* **Page excerpt**

>>

Its not getting approved. All the images required for danm installation are present in the cluster. Is there anything I m missing ? please suggest.

Anything else we need to know?:

Environment:

DANM version (use danm -version):

root@master-node:~/sriram/7-10-2020/danm# /opt/cni/bin/danm --version
2020/10/07 23:56:14 DANM binary was built from release: v4.2.0-3-g6454a2c
2020/10/07 23:56:14 DANM binary was built from commit: 6454a2c5

Kubernetes version (use kubectl version):

root@master-node:~/sriram/7-10-2020/danm# kubectl version
Client Version: version.Info{Major:"1", Minor:"19", GitVersion:"v1.19.1", GitCommit:"206bcadf021e76c27513500ca24182692aabd17e", GitTreeState:"clean", BuildDate:"2020-09-09T11:26:42Z", GoVersion:"go1.15", Compiler:"gc", Platform:"linux/amd64"}
Server Version: version.Info{Major:"1", Minor:"19", GitVersion:"v1.19.2", GitCommit:"f5743093fd1c663cb0cbc89748f730662345d44d", GitTreeState:"clean", BuildDate:"2020-09-16T13:32:58Z", GoVersion:"go1.15", Compiler:"gc", Platform:"linux/amd64"}

DANM configuration (K8s manifests, kubeconfig files, CNI config file): root@master-node:~/sriram/7-10-2020/danm# cat integration/install/danm-installer-config.yaml

---
apiVersion: v1
kind: ConfigMap
metadata:
namespace: kube-system
name: danm-installer-config
data:
#
# DANM deployment mode. This MUST be either "lightweight" or "production". Please see the DANM user guide for
# details on the two modes.
#
deploy_mode: production

#
# CNI configuration directory. Typically, this is "/etc/cni/net.d". This is the directory where your
# current (bootstrap) CNI configuration is located, too.

<<

* **Task list**
• a. Answer these from the DANM installation report:
(i) Which DANM release was the binary built from?
(ii) What GitVersion does the Kubernetes server report?
(iii) What is deploy_mode set to in the installer config?
• b. Retype the DANM installation report word for word, starting at "DANM configuration (K8s" and ending at "the two modes.".
• c. Write what comes next in the DANM installation report, picking up after its last line.

* **Data extract**
>>

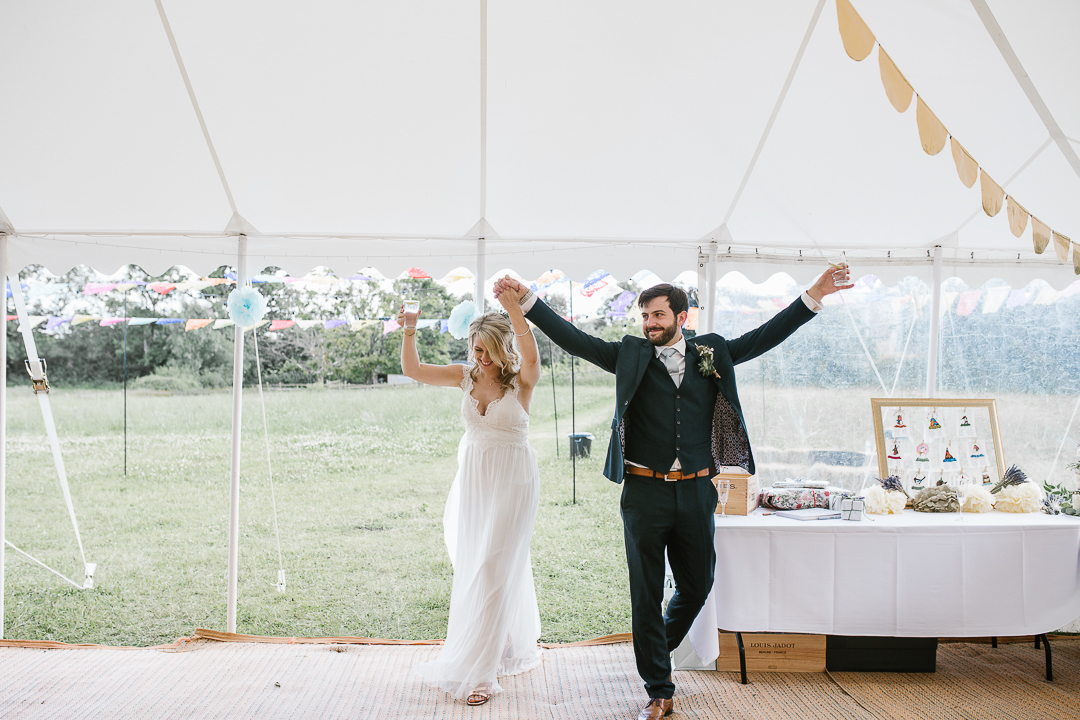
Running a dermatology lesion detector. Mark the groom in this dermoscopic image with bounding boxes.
[495,269,852,720]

<<

* **Per-task outputs**
• a.
(i) v4.2.0-3-g6454a2c
(ii) v1.19.2
(iii) production

• b.
DANM configuration (K8s manifests, kubeconfig files, CNI config file): root@master-node:~/sriram/7-10-2020/danm# cat integration/install/danm-installer-config.yaml

---
apiVersion: v1
kind: ConfigMap
metadata:
namespace: kube-system
name: danm-installer-config
data:
#
# DANM deployment mode. This MUST be either "lightweight" or "production". Please see the DANM user guide for
# details on the two modes.

• c.
#
cni_dir: /etc/cni/net.d

#
# CNI naming scheme. See section "Naming container interfaces" in the user guide for a more detailed
# discussion. Set this parameter to "legacy" if you wish container interface names to be set exactly
# according to DanmNet.Spec.Options.container_prefix, or to an empty string if you wish the first
# interface to always be named "eth0".
#
cni_naming_scheme: "legacy"

#
# [OPTIONAL] Kubernetes API Root CA certificate. If left blank, the installer will obtain the
# API server certificate from the Kubernetes API. Note, however, that placing a certificate here
# is technically more secure (as it provides external verification of the CA certificate, rather
# than blindly trusting the certificate that we see from the server) and also more future-proof
# if the individual API server's certificate ever were to change in the future, to put the Root
# CA certificate here. You can obtain this, for example, by running:
#
# kubectl config view \
#   --flatten \
#   -o jsonpath='{.clusters[0].cluster.certificate-authority-data} \
#   | base64 -d
#
#  api_ca_cert: |
#    -----BEGIN CERTIFICATE-----
#    VGhpcyBJcyBBIFBsYWNlaG9sZGVyIFN0cmluZy4uLiBUaGlzIElzIEEgUGxhY2Vo
#    ...
#    VGhpcyBpcyB0aGUgZW5kIG9mIGEgcGxhY2Vob2xkZXIgc3RyaW5nCg==
#    -----END CERTIFICATE-----

#
# This is the type of the CNI plugin used for your default (bootstrap) network.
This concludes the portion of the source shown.